* _DATA LINES_:
#####

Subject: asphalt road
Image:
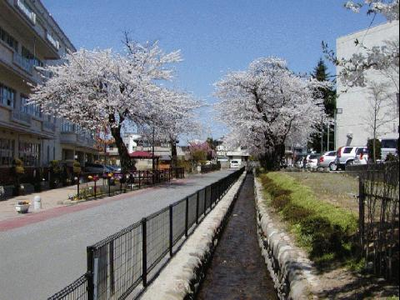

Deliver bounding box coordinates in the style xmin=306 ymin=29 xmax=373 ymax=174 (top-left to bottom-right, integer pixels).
xmin=0 ymin=171 xmax=231 ymax=300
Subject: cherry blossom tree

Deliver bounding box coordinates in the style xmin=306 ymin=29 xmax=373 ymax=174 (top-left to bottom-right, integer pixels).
xmin=215 ymin=58 xmax=328 ymax=170
xmin=137 ymin=90 xmax=203 ymax=168
xmin=31 ymin=41 xmax=190 ymax=170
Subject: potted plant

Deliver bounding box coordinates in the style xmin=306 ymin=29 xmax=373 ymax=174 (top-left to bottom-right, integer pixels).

#####

* _REQUIRED TASK_:
Set down the complete material exactly, but do not include the images.

* _OUTPUT FOR THIS EXERCISE_:
Subject: asphalt road
Image:

Deliver bounding box coordinates in the style xmin=306 ymin=29 xmax=373 ymax=174 (top-left to bottom-right, integer pixels).
xmin=0 ymin=171 xmax=231 ymax=300
Subject: cherry blossom tree

Deliver bounding box coordinates in the style xmin=306 ymin=29 xmax=373 ymax=174 (top-left to bottom-right, integer pixels).
xmin=215 ymin=58 xmax=328 ymax=170
xmin=137 ymin=90 xmax=203 ymax=168
xmin=31 ymin=41 xmax=190 ymax=170
Subject: potted plant

Deliver bounding box coordinates in the style xmin=306 ymin=29 xmax=373 ymax=174 (top-left to bottom-right, integer pixels).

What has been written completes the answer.